### Task requirements
Every line that contains the word "track" should be copied from the records below.

### Spatial localization data
[Start of Attachment]
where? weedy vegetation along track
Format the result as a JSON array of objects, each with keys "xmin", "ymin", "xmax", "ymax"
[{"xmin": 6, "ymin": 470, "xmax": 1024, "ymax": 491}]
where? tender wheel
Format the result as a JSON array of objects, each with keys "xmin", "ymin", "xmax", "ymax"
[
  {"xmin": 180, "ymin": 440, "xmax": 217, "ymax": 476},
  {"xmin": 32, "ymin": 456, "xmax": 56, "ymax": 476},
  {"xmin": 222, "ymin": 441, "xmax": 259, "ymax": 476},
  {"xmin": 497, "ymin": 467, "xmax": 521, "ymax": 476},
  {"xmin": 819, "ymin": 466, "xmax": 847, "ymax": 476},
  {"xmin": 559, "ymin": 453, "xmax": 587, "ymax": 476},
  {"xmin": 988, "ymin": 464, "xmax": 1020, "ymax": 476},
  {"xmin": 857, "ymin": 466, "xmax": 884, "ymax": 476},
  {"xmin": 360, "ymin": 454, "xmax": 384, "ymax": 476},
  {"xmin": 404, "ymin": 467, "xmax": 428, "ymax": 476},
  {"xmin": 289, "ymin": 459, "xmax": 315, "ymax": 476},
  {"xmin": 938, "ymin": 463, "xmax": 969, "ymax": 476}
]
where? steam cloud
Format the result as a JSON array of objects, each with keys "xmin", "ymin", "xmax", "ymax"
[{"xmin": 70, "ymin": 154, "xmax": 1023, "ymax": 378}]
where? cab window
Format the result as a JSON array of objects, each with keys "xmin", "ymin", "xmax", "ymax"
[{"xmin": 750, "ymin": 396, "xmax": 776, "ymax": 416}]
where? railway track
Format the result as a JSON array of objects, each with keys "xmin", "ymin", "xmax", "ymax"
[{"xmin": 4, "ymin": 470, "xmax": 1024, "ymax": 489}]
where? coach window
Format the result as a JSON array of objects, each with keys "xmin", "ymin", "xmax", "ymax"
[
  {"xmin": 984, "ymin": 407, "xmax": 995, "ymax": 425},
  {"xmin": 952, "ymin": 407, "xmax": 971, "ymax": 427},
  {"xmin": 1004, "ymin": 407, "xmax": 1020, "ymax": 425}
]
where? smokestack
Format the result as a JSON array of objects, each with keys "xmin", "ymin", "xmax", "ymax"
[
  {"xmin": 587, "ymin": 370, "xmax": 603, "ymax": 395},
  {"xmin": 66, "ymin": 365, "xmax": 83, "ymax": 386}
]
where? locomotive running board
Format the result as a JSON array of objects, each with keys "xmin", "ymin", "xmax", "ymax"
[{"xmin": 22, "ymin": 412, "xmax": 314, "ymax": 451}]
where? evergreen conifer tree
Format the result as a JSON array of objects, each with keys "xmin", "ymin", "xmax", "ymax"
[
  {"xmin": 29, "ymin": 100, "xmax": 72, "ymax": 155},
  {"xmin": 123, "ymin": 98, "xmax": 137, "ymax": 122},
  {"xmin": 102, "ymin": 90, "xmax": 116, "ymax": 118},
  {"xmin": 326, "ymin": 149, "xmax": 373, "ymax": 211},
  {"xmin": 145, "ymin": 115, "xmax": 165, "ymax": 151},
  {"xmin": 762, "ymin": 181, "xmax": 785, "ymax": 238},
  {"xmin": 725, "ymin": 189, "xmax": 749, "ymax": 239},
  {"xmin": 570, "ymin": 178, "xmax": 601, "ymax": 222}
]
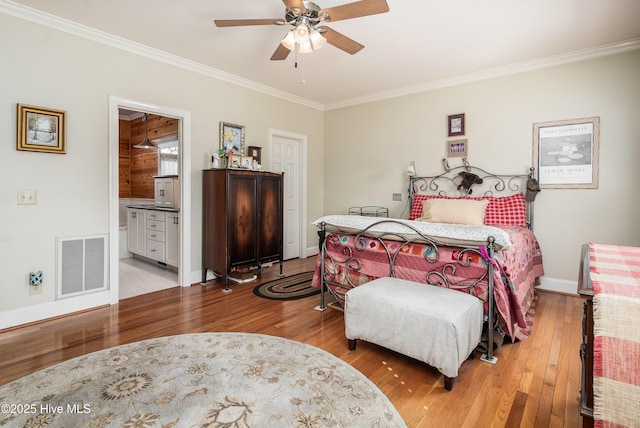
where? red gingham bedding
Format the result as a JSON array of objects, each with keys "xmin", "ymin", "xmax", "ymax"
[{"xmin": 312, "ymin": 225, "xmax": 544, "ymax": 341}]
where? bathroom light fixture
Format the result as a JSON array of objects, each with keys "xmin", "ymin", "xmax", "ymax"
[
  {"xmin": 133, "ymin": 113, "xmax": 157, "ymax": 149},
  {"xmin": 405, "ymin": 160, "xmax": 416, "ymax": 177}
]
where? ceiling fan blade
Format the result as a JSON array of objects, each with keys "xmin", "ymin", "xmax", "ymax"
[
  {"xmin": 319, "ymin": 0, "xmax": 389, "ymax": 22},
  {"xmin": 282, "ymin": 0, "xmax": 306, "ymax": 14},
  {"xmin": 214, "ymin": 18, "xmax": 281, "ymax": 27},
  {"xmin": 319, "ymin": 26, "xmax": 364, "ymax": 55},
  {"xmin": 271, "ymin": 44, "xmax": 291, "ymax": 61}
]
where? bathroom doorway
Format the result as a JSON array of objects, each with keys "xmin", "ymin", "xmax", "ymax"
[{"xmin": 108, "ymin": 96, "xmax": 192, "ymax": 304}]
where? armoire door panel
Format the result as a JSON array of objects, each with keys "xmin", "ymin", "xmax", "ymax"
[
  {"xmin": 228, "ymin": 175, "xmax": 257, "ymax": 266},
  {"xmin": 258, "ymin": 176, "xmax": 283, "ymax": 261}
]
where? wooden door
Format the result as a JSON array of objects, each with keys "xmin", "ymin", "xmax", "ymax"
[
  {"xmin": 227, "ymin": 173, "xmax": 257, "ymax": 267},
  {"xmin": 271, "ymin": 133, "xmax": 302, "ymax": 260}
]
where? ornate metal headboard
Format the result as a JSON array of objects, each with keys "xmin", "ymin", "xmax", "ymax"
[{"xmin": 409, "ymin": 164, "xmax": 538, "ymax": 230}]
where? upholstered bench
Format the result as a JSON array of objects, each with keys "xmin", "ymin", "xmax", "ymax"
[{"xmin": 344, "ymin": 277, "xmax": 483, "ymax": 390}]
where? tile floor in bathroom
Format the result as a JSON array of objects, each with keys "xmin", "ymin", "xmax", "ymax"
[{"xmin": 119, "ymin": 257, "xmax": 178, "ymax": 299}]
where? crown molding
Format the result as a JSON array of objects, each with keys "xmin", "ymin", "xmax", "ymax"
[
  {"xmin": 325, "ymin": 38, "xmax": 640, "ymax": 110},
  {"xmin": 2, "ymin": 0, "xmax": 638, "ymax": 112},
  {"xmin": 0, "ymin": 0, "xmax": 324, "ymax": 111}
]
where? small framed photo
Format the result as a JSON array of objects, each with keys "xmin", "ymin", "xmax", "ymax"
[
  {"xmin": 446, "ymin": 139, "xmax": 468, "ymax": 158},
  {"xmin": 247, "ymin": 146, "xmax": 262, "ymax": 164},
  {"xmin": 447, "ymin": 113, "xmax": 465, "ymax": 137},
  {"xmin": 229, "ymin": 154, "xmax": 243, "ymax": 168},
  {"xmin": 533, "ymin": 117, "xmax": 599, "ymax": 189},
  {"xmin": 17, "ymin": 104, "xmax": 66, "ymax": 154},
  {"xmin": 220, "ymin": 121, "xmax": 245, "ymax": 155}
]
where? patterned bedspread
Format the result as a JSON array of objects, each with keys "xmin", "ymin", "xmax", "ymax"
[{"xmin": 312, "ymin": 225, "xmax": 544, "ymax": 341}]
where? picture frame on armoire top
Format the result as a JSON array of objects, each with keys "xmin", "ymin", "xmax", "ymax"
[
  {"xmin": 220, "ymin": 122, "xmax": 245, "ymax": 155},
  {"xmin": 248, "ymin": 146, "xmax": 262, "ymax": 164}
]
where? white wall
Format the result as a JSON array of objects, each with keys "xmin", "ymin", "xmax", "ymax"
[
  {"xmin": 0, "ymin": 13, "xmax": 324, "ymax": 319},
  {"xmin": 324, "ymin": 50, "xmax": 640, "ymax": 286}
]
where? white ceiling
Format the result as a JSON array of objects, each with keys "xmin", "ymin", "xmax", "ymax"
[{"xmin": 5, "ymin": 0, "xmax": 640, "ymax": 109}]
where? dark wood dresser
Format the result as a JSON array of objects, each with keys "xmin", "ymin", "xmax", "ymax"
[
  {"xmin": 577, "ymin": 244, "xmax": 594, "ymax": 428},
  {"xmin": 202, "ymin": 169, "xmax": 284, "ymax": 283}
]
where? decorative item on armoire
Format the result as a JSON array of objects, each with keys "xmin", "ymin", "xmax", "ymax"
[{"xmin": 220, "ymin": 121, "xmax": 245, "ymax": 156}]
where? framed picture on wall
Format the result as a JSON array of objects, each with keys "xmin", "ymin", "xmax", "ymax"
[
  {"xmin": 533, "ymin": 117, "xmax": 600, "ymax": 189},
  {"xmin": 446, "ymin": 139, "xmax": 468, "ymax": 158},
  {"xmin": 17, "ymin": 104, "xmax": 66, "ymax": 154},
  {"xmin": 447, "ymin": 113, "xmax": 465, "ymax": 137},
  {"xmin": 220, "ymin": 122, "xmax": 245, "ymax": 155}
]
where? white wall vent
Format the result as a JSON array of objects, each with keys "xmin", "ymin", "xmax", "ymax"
[End of Attachment]
### Reply
where? weedy vegetation along track
where? railway track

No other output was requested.